[START OF Selected text]

Skip to content

Disaster Recovery Preseed Pattern

Last Updated: 2025-12-31 Status: Active - Production Pattern Architecture: ZFS Syncoid-based Multi-tier Restoration

Overview

The preseed pattern provides automated disaster recovery for services with ZFS replication. When a service's dataset is missing or corrupted, a preseed service automatically restores it from the most recent backup source before the main service starts.

This pattern works for both native systemd services (Plex, Loki, Grafana) and containerized services (Sonarr, Radarr, Dispatcharr) with identical implementation.

Architecture

Multi-tier Restore Strategy

The preseed system attempts restoration in order of preference:

  1. Syncoid (Primary): Block-level replication from remote host (nas-1)
  2. Fastest for large datasets
  3. Preserves ZFS properties and snapshots
  4. Maintains incremental replication lineage
  5. Requires replication configured in Sanoid

  6. Local Snapshots: ZFS snapshots on the same host

  7. Instant rollback for recent snapshots
  8. No network dependency
  9. Preserves ZFS lineage
  10. Limited to snapshot retention window

  11. Restic (Manual DR Only): File-based backup from repository

  12. ⚠️ NOT recommended for automated preseed (breaks ZFS lineage)
  13. Geographic redundancy (NFS/cloud)
  14. Use only for true disaster recovery when ZFS sources unavailable
  15. Requires manual intervention to re-establish replication after restore

Restore Method Selection

Recommended for homelab (default):

restoreMethods = [ "syncoid" "local" ];

This configuration:

  • Preserves ZFS snapshot lineage and incremental replication
  • Fails preseed if nas-1 unavailable (correct signal for infrastructure issue)

[END OF Selected text]

:: Set exercise A ::
Gather every line of the listing that contains the string "cloud".
The listing below has no connection to the disaster recovery page above.

[START OF Raw records]

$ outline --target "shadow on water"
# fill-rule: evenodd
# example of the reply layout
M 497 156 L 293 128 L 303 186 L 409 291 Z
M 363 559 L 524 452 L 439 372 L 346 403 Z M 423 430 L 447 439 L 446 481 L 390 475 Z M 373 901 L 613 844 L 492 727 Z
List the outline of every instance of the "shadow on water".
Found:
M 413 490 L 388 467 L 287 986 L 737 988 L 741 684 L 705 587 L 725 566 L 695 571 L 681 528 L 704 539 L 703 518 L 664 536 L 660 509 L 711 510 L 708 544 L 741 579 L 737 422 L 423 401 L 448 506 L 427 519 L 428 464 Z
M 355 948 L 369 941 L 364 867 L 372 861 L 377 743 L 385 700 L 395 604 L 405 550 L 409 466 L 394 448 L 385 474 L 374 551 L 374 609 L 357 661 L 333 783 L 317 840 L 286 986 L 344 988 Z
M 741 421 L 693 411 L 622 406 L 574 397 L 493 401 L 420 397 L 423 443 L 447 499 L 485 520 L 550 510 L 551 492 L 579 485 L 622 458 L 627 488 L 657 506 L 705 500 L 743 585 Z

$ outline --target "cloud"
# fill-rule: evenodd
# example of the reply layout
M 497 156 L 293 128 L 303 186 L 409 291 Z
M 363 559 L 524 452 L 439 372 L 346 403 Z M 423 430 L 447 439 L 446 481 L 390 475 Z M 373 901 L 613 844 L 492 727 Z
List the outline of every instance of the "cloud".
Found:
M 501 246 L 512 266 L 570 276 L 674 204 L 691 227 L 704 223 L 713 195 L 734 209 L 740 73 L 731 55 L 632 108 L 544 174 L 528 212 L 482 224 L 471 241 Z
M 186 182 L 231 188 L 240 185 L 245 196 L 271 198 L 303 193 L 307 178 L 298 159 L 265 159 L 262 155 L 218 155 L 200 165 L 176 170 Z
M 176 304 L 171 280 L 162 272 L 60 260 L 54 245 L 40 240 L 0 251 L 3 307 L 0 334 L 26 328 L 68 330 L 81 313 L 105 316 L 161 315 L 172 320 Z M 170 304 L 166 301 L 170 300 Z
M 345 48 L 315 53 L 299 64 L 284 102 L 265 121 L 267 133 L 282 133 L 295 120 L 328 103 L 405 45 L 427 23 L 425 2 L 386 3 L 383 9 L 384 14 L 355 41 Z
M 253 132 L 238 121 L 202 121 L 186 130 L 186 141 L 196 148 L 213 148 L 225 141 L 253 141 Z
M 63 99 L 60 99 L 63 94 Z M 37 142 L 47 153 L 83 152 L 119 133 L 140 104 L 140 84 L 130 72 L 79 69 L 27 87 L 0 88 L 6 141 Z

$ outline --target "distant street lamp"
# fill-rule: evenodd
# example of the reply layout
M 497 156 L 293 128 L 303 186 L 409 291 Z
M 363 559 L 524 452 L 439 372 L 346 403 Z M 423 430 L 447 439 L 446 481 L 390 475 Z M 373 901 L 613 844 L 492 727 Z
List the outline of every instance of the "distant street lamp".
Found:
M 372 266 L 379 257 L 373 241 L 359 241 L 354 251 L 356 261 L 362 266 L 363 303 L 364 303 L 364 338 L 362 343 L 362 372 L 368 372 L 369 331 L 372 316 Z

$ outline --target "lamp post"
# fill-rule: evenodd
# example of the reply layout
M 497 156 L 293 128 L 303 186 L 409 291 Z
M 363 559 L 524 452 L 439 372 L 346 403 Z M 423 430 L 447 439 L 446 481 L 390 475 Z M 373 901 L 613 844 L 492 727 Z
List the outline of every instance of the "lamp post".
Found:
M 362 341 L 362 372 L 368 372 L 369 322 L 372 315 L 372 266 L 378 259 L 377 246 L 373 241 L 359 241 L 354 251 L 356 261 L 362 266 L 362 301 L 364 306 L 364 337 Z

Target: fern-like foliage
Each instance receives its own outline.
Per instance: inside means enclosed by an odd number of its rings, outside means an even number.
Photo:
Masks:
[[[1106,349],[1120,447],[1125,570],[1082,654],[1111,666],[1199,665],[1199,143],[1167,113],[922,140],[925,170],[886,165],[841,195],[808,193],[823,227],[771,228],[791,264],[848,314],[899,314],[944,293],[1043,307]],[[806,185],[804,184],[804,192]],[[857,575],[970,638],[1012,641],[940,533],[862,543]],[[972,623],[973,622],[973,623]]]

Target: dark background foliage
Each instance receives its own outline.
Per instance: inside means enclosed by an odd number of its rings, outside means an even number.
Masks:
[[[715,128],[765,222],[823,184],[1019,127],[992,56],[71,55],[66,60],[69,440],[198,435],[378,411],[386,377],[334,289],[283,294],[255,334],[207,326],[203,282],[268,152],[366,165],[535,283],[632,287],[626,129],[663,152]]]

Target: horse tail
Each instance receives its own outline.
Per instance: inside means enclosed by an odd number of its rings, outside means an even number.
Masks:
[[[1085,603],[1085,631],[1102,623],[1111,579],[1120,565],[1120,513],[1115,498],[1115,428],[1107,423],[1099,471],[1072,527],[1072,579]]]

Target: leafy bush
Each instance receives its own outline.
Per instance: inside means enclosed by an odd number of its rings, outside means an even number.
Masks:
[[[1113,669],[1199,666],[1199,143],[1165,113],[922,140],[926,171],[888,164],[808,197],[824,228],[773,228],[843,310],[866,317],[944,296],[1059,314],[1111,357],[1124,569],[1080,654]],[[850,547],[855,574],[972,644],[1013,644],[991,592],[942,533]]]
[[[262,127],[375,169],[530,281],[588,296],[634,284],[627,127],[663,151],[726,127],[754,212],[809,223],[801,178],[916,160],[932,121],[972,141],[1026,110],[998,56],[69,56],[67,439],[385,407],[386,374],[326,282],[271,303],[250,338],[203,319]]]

[END OF Raw records]

:: Set exercise B ::
Reproduce the disaster recovery page above from "6. Local Snapshots: ZFS" up to and including "(breaks ZFS lineage)", substituting "Borg" for "Restic".

:: Task answer A ::
$ outline --target "cloud"
List the outline of every instance of the "cloud".

:: Task answer B ::
6. Local Snapshots: ZFS snapshots on the same host

  7. Instant rollback for recent snapshots
  8. No network dependency
  9. Preserves ZFS lineage
  10. Limited to snapshot retention window

  11. Borg (Manual DR Only): File-based backup from repository

  12. ⚠️ NOT recommended for automated preseed (breaks ZFS lineage)